• **The exercise**:
Each line from the one that contains "Could you please point out the ornate" to the end of the material must be quoted exactly; include both end lines and nothing else.

• **Input data**:
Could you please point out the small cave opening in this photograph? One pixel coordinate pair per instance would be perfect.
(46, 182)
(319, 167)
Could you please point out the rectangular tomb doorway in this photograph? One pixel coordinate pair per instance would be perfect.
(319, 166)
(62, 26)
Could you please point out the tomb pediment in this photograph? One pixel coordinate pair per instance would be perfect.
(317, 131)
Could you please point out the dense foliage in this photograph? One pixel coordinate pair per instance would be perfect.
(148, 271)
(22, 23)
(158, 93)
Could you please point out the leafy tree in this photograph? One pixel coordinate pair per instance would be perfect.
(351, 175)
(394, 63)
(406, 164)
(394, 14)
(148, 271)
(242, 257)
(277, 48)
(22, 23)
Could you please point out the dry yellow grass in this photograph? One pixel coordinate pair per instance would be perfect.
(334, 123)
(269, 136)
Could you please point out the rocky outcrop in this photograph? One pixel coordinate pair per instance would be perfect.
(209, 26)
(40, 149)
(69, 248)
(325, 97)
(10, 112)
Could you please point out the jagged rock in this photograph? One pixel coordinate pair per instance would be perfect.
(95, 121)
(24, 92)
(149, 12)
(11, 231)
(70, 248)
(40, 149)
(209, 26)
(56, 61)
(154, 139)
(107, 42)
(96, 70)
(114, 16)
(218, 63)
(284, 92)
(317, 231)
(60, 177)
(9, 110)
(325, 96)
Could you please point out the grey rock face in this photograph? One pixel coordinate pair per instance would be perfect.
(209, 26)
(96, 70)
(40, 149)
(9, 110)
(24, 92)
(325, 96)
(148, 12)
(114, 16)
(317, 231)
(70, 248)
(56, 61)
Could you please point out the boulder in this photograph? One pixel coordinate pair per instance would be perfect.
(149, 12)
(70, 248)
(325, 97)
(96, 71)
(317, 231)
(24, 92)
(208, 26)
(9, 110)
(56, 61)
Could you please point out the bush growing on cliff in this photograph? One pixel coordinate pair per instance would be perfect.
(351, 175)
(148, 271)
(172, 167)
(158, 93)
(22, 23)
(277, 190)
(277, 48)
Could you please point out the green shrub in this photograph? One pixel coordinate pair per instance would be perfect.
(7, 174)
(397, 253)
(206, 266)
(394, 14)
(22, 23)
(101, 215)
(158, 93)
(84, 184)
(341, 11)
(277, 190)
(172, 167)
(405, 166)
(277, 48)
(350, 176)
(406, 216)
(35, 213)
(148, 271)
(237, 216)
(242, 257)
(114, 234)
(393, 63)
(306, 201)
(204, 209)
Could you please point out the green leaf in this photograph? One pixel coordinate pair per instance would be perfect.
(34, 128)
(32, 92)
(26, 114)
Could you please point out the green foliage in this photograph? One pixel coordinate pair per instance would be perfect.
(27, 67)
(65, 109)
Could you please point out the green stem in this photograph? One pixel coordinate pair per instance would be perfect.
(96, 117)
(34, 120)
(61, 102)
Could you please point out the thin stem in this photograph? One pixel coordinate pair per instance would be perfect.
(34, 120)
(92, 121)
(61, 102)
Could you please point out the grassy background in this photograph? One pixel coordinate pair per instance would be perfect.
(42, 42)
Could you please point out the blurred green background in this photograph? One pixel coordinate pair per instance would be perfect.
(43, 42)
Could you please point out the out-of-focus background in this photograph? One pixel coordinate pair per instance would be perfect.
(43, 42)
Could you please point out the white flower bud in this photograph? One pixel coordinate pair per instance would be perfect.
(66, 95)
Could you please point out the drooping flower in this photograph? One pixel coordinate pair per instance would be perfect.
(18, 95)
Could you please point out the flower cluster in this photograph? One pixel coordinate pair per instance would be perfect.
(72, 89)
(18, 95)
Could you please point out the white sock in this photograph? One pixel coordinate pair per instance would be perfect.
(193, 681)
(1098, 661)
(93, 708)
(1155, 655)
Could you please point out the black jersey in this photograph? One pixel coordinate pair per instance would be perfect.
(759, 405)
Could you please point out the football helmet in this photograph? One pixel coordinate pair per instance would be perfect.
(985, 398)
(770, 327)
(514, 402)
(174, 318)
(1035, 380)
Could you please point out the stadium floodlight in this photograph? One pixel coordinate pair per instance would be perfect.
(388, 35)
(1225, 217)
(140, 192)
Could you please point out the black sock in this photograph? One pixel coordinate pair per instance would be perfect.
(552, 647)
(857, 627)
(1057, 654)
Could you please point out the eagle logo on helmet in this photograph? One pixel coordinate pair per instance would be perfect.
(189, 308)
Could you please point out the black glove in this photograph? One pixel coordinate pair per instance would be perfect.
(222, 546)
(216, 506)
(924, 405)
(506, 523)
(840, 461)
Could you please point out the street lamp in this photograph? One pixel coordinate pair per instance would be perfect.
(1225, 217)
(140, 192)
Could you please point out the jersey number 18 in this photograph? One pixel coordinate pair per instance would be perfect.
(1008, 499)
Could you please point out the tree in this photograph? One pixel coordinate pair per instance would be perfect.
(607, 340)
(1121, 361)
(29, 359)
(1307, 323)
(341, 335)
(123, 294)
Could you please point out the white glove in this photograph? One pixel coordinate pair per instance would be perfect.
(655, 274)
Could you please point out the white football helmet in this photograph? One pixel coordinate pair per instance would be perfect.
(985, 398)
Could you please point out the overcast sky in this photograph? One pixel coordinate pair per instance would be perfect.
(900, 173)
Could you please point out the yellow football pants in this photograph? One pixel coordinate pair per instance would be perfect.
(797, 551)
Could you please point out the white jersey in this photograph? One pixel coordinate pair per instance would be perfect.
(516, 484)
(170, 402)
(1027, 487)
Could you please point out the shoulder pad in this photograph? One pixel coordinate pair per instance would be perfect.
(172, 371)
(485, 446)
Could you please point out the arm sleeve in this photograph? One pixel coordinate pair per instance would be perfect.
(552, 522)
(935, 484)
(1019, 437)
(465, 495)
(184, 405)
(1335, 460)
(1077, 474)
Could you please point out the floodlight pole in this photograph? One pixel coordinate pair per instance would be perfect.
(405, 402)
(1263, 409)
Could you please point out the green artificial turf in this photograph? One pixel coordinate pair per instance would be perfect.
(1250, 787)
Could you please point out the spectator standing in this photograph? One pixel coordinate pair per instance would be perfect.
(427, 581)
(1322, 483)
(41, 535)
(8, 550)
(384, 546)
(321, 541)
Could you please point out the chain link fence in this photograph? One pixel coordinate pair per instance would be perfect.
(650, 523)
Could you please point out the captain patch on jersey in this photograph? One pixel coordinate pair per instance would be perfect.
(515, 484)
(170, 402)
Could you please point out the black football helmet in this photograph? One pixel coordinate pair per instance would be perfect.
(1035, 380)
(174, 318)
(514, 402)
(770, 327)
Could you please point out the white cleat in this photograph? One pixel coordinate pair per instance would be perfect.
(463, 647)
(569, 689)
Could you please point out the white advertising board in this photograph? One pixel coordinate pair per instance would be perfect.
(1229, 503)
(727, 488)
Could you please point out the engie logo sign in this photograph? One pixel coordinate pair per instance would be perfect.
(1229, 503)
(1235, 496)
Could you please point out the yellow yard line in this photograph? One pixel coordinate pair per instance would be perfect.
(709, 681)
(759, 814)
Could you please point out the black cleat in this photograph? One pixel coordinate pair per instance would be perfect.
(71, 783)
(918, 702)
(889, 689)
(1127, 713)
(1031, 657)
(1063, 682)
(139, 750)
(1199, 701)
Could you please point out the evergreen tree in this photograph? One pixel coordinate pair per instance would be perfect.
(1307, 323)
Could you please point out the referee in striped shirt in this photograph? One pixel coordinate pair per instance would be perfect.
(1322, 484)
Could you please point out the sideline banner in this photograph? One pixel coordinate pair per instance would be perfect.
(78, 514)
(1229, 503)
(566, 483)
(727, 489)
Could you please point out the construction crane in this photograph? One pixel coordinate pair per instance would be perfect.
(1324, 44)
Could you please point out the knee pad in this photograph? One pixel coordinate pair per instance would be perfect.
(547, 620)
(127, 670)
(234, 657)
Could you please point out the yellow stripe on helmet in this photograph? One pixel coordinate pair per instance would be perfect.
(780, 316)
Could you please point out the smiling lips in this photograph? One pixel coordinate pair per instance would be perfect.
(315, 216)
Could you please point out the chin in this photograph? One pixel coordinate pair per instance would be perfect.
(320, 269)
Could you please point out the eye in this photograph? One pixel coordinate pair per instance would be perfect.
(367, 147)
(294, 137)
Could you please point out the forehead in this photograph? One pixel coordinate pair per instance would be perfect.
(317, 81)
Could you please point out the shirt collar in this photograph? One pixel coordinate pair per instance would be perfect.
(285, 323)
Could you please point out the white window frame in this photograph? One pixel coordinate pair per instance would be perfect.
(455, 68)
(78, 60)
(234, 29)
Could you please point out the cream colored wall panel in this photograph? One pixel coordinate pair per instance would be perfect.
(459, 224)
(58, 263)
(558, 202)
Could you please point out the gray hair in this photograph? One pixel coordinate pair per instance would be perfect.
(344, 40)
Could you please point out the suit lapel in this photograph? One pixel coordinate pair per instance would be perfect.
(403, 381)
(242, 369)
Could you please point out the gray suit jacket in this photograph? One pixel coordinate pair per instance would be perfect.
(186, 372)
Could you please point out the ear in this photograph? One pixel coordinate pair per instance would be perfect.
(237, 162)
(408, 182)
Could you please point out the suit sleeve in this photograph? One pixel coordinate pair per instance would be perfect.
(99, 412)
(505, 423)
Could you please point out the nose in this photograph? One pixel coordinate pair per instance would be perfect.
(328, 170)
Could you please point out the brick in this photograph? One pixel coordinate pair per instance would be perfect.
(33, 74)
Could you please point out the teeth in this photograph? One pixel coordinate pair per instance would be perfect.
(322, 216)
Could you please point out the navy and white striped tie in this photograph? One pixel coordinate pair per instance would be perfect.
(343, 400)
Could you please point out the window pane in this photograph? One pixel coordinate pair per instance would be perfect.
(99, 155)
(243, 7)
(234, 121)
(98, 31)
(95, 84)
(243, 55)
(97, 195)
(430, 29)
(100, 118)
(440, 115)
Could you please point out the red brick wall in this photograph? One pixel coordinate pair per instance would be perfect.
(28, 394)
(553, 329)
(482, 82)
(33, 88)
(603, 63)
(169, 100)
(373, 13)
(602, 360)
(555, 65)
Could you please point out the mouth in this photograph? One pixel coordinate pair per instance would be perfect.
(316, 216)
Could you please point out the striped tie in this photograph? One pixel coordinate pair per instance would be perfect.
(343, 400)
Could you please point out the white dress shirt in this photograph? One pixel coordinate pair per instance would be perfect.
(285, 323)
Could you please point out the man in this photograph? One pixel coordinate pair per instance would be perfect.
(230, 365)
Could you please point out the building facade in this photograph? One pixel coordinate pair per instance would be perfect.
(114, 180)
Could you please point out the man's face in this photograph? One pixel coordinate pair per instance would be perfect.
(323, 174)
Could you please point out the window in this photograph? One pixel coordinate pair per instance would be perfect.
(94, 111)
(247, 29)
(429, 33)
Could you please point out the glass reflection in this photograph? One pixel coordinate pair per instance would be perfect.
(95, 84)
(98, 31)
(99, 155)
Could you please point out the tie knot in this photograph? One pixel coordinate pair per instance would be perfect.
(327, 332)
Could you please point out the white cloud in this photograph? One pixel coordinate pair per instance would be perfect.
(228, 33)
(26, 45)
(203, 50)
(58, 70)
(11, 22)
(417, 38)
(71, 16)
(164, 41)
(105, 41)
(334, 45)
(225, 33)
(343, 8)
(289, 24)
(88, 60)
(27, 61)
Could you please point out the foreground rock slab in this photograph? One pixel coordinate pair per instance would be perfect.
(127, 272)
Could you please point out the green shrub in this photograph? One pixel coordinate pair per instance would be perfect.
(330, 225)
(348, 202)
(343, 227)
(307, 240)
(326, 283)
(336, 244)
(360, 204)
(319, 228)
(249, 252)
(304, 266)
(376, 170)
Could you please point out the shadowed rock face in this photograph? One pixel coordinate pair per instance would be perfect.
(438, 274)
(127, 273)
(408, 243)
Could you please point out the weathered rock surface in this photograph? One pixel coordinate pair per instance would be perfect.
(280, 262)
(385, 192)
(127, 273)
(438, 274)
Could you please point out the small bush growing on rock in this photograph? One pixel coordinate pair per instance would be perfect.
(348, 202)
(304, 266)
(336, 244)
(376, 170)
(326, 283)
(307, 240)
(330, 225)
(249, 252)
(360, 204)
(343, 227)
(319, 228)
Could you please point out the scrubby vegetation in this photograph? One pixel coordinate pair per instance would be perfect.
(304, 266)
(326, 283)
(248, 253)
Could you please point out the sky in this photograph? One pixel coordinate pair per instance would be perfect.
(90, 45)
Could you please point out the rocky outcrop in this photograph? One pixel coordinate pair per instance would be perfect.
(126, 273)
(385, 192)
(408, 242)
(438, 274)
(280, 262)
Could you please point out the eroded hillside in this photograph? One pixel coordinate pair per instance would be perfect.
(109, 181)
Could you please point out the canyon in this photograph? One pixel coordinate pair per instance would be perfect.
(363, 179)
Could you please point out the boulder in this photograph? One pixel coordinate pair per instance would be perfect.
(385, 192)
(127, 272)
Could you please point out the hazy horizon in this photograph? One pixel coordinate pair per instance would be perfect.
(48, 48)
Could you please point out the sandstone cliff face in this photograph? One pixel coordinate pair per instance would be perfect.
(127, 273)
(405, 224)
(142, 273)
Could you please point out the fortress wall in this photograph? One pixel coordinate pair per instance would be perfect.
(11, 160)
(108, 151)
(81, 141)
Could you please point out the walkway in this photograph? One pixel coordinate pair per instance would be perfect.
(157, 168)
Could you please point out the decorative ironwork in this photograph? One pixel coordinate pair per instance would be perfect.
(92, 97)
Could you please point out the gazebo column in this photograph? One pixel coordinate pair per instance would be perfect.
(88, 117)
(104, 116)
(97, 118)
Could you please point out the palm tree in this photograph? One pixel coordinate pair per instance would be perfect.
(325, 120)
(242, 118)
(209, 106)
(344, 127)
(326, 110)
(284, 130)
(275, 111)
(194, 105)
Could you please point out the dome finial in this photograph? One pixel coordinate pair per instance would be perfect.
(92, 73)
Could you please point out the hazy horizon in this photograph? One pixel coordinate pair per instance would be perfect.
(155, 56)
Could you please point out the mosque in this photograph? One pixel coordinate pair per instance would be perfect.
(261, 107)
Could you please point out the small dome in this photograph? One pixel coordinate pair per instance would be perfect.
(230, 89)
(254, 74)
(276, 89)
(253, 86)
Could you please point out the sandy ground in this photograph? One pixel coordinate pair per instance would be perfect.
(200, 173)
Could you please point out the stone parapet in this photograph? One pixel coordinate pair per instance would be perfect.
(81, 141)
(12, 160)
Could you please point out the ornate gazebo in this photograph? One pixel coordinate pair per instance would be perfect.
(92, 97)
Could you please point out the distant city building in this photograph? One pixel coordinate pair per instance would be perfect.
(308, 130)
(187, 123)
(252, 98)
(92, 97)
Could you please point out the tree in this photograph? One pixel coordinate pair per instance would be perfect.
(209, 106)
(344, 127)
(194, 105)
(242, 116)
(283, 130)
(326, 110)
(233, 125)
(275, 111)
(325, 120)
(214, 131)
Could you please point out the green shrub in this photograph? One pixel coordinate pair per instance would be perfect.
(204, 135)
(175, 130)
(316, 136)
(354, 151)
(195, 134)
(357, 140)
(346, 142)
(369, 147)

• **Exercise response**:
Could you please point out the ornate gazebo in this photograph? One pixel coordinate pair per instance would be perfect.
(92, 97)
Could you please point out the distant city building in this photograph? One pixel coordinate pair per instance would be perfect.
(308, 130)
(187, 123)
(252, 98)
(92, 97)
Could you please point out the tree in this photograph? One pixel coordinate pair per instance would be perfect.
(209, 106)
(344, 127)
(194, 105)
(242, 116)
(283, 130)
(326, 110)
(233, 125)
(275, 111)
(325, 120)
(214, 131)
Could you please point out the green shrub in this photograph? One pixel coordinate pair per instance would be perfect.
(204, 135)
(175, 130)
(316, 136)
(354, 151)
(195, 134)
(357, 140)
(346, 142)
(369, 147)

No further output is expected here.